Only lines below containing the string "jeans" should be counted; please give that count by itself.

[Given data Boundary: Start]

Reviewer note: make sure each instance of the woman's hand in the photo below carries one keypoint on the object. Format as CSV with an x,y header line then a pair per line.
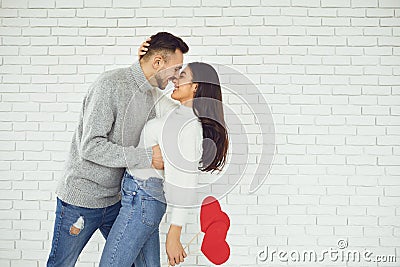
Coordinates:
x,y
174,248
143,48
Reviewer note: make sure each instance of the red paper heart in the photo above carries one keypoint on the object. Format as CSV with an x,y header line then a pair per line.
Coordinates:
x,y
211,212
214,246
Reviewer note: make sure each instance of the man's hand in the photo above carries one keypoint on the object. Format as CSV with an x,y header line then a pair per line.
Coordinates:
x,y
157,161
173,246
143,48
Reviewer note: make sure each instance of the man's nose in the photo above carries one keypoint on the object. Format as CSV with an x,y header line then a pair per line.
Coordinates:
x,y
174,80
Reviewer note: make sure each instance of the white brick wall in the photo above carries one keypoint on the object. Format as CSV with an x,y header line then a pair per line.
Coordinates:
x,y
329,70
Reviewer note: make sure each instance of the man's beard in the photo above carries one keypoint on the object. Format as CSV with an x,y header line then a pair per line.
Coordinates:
x,y
160,82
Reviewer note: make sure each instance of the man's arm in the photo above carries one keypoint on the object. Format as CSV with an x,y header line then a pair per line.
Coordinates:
x,y
98,119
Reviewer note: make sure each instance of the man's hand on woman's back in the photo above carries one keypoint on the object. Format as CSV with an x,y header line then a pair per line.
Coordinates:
x,y
157,160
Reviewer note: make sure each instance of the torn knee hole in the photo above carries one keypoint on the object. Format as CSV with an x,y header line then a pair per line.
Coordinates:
x,y
77,227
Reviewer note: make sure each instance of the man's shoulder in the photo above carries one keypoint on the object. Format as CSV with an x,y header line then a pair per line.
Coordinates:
x,y
114,74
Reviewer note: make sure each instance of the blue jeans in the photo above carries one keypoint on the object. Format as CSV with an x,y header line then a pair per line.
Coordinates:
x,y
73,228
134,237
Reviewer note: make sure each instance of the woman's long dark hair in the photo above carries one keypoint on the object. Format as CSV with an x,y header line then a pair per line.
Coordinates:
x,y
207,105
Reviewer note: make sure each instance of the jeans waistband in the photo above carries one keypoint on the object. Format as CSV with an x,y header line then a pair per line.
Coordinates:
x,y
151,182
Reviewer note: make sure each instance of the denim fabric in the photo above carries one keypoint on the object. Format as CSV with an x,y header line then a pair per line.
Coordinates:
x,y
134,237
67,244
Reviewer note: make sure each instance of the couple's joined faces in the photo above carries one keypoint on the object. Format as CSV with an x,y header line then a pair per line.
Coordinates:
x,y
169,69
184,88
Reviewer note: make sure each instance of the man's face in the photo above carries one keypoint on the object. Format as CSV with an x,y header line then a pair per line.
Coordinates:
x,y
170,69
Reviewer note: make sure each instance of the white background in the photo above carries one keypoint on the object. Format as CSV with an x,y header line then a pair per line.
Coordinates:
x,y
329,70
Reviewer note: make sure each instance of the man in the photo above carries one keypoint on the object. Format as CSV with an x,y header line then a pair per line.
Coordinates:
x,y
114,111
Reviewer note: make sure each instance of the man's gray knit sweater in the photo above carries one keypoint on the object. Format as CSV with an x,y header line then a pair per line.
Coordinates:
x,y
114,111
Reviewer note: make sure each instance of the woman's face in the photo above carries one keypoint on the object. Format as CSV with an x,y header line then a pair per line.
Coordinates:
x,y
184,88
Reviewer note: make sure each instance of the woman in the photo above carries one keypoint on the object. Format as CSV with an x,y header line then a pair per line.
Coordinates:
x,y
134,237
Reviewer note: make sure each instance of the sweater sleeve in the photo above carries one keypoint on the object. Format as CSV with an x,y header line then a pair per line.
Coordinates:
x,y
184,178
98,119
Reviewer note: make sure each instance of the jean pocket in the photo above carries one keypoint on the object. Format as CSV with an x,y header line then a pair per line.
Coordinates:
x,y
152,210
128,186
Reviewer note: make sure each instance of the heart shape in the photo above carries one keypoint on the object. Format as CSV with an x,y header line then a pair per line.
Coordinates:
x,y
215,224
211,212
214,246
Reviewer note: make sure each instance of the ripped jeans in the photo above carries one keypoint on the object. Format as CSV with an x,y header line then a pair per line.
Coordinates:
x,y
134,237
73,228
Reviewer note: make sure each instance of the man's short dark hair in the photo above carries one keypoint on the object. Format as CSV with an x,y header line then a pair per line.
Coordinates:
x,y
165,43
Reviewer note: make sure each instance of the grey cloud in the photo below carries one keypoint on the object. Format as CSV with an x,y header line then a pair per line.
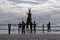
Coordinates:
x,y
28,2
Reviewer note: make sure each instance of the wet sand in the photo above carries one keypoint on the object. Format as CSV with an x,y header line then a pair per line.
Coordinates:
x,y
30,37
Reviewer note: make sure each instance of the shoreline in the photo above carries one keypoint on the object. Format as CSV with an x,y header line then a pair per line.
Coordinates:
x,y
30,37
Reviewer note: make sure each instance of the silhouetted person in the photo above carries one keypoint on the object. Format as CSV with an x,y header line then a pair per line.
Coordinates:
x,y
9,28
29,20
49,28
31,27
23,27
43,28
19,26
34,27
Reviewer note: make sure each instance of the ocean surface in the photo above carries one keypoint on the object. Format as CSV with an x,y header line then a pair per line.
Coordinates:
x,y
4,30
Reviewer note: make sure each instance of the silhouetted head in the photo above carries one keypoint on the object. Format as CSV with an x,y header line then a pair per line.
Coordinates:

[Given data Boundary: End]

* **Result of the task**
3